Requirement. Starting at the row that contains "[pin] granite countertop" and ending at the last row, write those rows out again with "undermount sink" swapped for "kitchen sink" and everything else left the same.

Raw data.
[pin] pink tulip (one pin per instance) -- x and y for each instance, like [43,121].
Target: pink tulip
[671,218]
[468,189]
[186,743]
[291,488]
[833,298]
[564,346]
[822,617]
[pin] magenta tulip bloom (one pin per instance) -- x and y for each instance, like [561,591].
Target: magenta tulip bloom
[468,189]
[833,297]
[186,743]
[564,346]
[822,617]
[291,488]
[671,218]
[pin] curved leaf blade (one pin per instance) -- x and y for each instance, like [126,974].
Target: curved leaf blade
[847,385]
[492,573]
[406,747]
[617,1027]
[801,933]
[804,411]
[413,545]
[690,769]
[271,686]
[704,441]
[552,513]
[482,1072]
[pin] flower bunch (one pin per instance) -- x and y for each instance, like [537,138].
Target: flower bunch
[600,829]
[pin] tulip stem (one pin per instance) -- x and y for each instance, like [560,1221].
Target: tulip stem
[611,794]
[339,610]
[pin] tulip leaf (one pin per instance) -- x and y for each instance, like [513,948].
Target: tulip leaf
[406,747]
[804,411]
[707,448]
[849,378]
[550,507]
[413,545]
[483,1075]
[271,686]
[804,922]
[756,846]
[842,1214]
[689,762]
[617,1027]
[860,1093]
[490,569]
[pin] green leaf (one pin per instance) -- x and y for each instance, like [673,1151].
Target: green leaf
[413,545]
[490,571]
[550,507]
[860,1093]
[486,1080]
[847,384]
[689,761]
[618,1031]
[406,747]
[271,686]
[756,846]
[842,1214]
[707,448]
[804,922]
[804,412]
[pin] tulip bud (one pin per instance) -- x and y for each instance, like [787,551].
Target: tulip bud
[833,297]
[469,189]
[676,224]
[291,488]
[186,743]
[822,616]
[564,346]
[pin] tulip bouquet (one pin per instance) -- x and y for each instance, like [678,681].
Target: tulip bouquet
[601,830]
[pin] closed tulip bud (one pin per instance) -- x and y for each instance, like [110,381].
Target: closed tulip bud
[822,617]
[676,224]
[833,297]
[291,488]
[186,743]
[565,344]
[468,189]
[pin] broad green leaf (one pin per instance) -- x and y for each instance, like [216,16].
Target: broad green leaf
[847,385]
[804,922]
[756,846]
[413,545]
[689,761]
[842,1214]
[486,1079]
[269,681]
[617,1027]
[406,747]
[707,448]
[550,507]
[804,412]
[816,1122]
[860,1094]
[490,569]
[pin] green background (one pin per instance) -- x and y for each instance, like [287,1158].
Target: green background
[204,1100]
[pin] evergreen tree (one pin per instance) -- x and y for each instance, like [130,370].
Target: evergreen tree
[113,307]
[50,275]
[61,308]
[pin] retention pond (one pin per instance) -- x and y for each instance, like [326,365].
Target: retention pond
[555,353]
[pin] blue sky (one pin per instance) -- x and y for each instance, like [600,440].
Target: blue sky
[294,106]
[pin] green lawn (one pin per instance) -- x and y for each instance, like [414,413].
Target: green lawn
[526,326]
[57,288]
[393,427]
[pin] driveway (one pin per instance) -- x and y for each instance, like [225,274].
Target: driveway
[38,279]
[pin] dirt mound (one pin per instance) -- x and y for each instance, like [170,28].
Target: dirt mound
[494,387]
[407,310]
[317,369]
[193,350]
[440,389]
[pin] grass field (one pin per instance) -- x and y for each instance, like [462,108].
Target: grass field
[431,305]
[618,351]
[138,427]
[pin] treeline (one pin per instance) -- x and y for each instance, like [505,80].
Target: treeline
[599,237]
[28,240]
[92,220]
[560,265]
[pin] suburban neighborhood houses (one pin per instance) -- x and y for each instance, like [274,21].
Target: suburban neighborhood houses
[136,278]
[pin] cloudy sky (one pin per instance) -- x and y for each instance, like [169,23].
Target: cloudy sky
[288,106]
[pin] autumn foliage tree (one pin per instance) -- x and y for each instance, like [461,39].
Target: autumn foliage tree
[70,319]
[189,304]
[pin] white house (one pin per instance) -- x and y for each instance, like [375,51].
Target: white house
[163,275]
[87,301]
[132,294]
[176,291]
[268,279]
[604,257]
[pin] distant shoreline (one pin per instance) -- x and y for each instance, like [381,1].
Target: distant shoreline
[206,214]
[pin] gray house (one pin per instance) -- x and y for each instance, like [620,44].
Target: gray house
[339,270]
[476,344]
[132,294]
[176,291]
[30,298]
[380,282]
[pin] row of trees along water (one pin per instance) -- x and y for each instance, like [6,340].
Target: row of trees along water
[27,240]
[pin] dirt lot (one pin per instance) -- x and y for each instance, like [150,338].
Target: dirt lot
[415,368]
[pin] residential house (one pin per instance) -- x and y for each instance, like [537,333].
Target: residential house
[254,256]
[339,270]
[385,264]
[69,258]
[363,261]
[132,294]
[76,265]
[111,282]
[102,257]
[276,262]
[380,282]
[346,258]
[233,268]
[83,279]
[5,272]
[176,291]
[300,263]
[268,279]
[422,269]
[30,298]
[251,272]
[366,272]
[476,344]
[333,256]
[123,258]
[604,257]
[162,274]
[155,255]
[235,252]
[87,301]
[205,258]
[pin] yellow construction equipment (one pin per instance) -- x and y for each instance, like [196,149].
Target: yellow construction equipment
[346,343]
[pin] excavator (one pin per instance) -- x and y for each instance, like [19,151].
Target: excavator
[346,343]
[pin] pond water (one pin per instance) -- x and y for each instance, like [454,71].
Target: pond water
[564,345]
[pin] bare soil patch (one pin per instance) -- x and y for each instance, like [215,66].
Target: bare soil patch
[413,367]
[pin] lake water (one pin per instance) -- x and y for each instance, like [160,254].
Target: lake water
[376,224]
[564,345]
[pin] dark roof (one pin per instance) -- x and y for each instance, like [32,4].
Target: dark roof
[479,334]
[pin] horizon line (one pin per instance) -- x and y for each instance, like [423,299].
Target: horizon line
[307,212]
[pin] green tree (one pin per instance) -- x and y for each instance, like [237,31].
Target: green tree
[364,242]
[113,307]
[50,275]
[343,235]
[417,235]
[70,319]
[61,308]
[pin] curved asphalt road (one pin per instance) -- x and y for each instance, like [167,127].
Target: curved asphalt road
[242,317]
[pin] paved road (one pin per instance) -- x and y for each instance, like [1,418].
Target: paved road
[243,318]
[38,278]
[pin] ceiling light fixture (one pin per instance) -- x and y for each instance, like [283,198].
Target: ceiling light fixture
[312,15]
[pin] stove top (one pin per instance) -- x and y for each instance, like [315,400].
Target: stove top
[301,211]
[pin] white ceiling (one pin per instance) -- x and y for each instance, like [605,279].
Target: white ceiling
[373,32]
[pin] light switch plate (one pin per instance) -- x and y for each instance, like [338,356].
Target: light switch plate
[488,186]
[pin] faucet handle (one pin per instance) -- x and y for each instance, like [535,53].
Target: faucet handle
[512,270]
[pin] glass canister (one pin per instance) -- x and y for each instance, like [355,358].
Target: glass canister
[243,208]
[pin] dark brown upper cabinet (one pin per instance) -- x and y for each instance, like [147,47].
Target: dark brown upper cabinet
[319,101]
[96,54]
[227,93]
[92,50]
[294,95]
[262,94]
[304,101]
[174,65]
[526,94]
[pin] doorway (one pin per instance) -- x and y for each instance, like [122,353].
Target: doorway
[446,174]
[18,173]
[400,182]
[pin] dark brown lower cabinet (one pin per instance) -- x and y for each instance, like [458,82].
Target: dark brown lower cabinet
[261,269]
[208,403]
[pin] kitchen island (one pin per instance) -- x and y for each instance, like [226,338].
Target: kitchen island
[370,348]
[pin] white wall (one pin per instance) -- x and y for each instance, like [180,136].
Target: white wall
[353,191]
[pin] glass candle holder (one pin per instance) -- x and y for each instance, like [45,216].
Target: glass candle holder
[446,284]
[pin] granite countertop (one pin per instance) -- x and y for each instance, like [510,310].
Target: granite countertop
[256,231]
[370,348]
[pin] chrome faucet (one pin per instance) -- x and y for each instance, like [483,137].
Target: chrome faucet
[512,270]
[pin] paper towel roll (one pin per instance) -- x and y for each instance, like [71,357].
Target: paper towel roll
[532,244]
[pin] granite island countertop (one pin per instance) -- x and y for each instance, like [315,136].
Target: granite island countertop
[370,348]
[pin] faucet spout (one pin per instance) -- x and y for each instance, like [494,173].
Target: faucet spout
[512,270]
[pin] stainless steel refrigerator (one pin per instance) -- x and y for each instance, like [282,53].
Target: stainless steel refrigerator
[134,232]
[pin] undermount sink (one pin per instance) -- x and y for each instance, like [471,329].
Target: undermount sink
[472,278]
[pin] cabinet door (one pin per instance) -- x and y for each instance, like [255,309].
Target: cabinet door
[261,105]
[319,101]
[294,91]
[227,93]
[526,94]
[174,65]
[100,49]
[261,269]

Written solution.
[pin] granite countertop (one pin per instance) -- x and y for each instance, like [510,310].
Target: granite countertop
[256,231]
[370,348]
[pin] chrome faucet (one pin per instance) -- x and y for each instance, like [483,137].
Target: chrome faucet
[512,270]
[pin] paper towel roll (one pin per instance) -- x and y for each instance, like [71,357].
Target: paper towel roll
[532,244]
[pin] granite island countertop (one pin per instance) -- x and y for each instance, like [315,136].
Target: granite island countertop
[370,348]
[pin] faucet spout (one pin per instance) -- x and y for each instance, like [494,173].
Target: faucet spout
[512,270]
[pin] stainless steel refrigerator (one pin per instance) -- x and y for each instance, like [282,53].
Target: stainless steel refrigerator
[134,232]
[pin] kitchen sink (one pin per instance) -- x and y for each instance, like [471,329].
Target: kitchen sink
[472,278]
[pin] cabinet door (one pin per instance) -- x and y for each instance, like [255,309].
Target: cabinet door
[261,105]
[319,101]
[294,91]
[227,93]
[526,94]
[174,65]
[100,49]
[261,269]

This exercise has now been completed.